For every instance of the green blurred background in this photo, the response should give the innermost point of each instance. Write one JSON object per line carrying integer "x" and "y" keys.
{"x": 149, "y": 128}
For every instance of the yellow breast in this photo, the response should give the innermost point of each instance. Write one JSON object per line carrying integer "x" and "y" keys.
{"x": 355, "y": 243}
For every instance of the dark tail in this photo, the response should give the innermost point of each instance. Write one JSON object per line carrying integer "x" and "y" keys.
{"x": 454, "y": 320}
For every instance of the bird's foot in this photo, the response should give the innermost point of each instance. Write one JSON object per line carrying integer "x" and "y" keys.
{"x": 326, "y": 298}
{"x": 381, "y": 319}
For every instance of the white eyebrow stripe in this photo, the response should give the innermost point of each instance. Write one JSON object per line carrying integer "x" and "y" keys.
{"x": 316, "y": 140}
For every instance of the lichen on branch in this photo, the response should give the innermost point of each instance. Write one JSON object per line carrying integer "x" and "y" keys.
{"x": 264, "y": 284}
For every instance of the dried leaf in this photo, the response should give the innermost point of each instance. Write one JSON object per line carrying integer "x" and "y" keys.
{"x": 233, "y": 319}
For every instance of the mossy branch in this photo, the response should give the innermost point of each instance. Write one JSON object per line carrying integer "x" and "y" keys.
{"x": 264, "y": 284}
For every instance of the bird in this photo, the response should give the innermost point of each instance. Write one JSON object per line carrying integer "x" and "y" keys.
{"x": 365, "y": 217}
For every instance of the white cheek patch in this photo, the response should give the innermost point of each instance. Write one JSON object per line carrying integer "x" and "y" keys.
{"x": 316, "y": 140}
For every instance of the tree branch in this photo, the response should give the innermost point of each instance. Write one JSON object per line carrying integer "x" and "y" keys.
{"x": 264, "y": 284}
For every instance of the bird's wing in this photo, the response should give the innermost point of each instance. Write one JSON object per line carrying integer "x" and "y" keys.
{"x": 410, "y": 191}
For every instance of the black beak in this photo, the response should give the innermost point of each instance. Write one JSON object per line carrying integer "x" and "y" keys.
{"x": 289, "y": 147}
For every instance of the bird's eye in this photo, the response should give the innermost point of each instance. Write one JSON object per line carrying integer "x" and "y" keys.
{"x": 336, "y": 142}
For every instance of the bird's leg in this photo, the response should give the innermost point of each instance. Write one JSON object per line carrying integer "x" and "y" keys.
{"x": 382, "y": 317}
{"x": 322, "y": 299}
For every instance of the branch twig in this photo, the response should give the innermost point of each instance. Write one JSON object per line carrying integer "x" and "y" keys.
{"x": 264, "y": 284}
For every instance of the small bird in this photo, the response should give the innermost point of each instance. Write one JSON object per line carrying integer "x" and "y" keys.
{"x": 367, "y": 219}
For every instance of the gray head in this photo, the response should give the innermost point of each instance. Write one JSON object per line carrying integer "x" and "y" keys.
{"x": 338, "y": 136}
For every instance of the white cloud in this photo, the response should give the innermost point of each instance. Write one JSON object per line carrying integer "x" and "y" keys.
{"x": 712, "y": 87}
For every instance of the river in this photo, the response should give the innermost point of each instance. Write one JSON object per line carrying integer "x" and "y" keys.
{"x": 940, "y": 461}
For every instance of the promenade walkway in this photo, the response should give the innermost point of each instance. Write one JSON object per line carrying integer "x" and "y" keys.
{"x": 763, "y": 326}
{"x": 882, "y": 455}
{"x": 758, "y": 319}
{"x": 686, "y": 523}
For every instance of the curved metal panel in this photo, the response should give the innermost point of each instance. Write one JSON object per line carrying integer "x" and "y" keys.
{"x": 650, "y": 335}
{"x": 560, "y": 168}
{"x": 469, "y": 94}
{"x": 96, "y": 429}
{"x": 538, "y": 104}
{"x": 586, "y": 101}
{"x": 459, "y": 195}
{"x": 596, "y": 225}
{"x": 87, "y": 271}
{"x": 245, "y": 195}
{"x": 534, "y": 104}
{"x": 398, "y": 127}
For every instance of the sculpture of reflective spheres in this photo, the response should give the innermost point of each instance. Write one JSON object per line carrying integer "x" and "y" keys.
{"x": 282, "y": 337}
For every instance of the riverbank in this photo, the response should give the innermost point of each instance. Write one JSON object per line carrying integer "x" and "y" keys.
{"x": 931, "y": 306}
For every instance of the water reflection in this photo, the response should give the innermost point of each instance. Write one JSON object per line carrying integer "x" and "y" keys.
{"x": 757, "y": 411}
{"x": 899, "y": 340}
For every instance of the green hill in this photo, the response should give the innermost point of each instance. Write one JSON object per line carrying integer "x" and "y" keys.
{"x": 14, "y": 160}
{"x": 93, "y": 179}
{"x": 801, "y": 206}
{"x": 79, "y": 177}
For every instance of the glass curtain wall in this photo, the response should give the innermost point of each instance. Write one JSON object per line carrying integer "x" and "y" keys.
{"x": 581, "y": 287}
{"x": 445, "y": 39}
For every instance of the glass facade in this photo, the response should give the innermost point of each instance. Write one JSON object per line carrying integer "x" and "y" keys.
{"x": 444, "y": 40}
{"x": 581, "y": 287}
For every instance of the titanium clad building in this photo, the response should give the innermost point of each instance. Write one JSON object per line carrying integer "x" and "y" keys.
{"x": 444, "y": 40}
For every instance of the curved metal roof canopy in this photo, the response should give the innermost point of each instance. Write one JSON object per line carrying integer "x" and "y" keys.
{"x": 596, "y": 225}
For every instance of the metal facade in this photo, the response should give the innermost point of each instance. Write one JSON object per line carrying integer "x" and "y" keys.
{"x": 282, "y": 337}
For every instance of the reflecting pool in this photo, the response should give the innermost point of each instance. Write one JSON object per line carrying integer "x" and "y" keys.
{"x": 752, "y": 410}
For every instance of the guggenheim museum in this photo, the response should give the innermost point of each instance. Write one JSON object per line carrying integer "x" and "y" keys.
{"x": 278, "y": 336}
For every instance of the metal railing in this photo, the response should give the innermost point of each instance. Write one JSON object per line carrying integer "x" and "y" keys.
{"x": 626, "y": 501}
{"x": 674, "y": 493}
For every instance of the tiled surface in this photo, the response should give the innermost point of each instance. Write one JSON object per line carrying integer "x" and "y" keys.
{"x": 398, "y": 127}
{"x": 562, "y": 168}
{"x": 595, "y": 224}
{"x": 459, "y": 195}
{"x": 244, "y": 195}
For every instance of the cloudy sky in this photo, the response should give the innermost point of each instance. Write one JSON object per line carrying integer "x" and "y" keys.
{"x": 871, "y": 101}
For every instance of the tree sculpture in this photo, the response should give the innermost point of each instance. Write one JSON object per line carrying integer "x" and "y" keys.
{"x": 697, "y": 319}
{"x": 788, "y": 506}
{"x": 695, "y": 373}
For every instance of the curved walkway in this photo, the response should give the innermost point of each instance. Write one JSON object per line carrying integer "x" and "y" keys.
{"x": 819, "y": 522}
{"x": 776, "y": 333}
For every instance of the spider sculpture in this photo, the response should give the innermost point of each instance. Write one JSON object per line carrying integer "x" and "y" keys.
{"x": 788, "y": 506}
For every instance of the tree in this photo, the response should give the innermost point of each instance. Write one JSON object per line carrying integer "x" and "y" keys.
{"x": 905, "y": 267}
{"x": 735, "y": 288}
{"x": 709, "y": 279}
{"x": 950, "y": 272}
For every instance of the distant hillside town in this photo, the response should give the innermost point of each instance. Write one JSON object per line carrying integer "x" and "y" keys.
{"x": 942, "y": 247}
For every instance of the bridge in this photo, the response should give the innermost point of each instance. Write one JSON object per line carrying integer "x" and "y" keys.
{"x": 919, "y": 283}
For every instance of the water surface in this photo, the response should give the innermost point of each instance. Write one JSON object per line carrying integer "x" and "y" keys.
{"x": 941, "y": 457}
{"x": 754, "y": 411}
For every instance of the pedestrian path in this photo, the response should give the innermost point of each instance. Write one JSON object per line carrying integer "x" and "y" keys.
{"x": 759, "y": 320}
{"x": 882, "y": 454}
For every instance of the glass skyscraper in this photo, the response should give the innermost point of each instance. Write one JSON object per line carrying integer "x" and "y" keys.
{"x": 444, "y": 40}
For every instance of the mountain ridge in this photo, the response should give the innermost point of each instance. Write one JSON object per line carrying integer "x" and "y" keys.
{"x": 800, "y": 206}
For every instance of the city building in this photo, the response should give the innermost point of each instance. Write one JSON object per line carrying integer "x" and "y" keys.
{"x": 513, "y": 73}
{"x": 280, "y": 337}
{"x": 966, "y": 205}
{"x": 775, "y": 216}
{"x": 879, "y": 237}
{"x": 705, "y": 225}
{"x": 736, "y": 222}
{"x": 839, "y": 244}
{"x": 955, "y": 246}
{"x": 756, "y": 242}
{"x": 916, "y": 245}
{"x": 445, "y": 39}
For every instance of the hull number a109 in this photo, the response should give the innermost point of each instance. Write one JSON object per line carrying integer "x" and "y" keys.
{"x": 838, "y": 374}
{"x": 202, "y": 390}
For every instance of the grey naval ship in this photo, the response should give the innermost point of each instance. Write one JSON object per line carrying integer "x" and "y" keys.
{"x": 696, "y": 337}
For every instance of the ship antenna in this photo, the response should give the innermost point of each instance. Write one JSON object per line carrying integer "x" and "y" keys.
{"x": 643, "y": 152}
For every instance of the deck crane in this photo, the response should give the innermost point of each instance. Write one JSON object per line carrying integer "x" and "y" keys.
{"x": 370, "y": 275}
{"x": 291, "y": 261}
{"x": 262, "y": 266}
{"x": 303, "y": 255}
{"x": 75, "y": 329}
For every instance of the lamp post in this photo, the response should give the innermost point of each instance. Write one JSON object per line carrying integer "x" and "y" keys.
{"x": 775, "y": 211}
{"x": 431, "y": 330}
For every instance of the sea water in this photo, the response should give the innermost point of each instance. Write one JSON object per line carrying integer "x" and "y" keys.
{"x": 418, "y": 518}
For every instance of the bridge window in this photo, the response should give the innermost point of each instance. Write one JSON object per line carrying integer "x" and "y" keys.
——————
_WHAT YOU NEED TO DO_
Repeat the line containing "For every instance of the lamp" and all subsequent lines through the final line of the data, exactly and with no others.

_SOLUTION BELOW_
For every instance of the lamp post in this photo, the response should give the innermost point of each instance. Write one JSON object per line carrying integer "x" and "y" keys.
{"x": 775, "y": 211}
{"x": 431, "y": 330}
For every instance of the sea water in this photo, the response should give the innermost point of each instance. Write one JSON object per line carrying integer "x" and "y" keys.
{"x": 418, "y": 518}
For every instance of the bridge window in this photo, the response should give the innermost point of each instance. Write one JSON object per line carrying integer "x" and "y" keys.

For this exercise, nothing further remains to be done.